The exercise => Copy out every line of the records from the one containing "Target = white fence" through the end, and shift the coordinates in the answers by adding 134 to each number.

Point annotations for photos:
#####

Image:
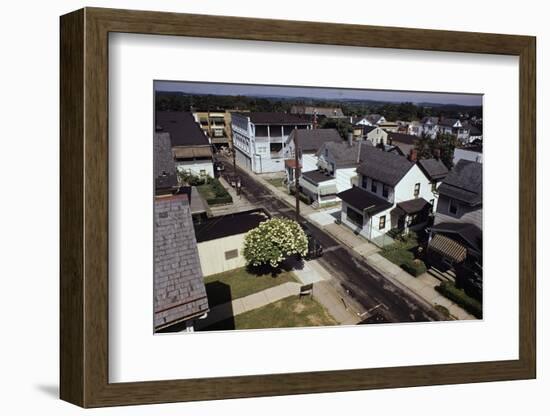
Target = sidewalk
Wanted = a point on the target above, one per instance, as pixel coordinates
(422, 286)
(240, 203)
(256, 300)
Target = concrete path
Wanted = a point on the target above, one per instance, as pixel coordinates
(256, 300)
(309, 273)
(240, 203)
(422, 286)
(326, 295)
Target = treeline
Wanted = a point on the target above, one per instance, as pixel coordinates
(178, 101)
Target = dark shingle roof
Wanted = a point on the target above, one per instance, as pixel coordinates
(385, 167)
(276, 118)
(316, 176)
(163, 163)
(402, 138)
(363, 200)
(343, 154)
(464, 182)
(413, 206)
(232, 224)
(448, 122)
(179, 293)
(433, 168)
(311, 140)
(183, 129)
(469, 232)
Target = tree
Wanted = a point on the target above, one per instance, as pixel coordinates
(273, 241)
(343, 126)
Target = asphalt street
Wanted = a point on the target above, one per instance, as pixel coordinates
(380, 299)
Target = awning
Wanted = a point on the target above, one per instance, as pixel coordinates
(448, 248)
(191, 152)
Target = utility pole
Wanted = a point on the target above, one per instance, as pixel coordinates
(297, 175)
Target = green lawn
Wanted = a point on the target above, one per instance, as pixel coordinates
(214, 193)
(289, 312)
(239, 283)
(277, 182)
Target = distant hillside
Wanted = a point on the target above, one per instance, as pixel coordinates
(179, 101)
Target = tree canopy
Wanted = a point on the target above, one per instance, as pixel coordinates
(273, 241)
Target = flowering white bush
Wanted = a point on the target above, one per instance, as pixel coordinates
(273, 241)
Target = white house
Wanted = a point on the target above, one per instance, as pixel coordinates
(472, 153)
(456, 234)
(370, 120)
(376, 135)
(259, 138)
(391, 193)
(191, 147)
(309, 142)
(336, 170)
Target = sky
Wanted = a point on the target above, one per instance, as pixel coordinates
(315, 92)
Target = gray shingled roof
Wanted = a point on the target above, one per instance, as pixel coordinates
(433, 168)
(179, 292)
(464, 182)
(363, 200)
(311, 140)
(343, 154)
(276, 118)
(183, 129)
(384, 167)
(163, 163)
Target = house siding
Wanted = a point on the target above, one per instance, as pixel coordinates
(466, 214)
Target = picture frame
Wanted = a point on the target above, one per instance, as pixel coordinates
(84, 214)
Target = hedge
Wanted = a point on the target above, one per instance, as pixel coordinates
(414, 267)
(458, 296)
(218, 200)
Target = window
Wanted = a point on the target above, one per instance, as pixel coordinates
(354, 216)
(382, 222)
(231, 254)
(453, 207)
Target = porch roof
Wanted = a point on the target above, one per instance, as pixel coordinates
(363, 200)
(412, 206)
(447, 247)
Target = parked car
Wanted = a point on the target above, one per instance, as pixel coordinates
(314, 247)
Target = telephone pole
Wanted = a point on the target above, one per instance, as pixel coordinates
(297, 175)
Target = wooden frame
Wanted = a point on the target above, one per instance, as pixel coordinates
(84, 213)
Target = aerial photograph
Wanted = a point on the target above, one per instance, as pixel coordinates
(297, 206)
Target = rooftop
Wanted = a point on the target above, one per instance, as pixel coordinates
(231, 224)
(434, 169)
(277, 118)
(181, 126)
(179, 291)
(464, 182)
(363, 200)
(311, 140)
(385, 167)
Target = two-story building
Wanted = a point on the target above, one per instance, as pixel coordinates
(391, 193)
(191, 147)
(259, 138)
(309, 142)
(456, 234)
(336, 170)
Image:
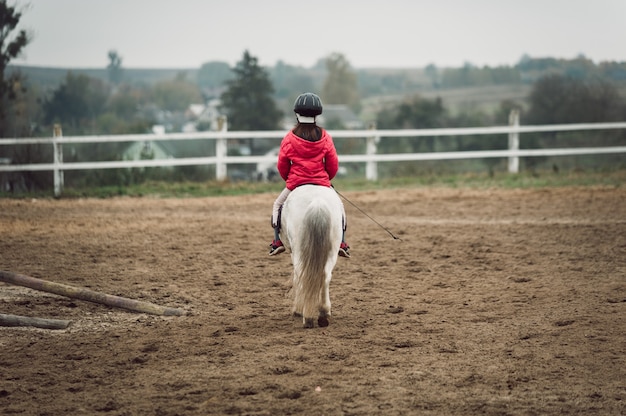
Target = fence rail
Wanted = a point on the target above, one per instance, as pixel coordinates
(372, 136)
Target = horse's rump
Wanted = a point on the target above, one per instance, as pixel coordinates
(312, 225)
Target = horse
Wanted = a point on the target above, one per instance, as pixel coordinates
(311, 229)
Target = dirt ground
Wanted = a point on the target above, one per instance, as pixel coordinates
(494, 302)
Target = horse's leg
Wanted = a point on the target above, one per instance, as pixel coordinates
(322, 319)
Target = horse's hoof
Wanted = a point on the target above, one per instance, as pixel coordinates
(322, 321)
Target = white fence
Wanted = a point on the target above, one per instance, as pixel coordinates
(372, 137)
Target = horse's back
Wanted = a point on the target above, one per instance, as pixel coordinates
(307, 199)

#####

Written answer =>
Target = white fence
Wanted = a point on the target above, one per instance, as pixel coordinates
(506, 271)
Target = horse's back
Wanted = a point on the target above, one per instance, as pixel coordinates
(441, 333)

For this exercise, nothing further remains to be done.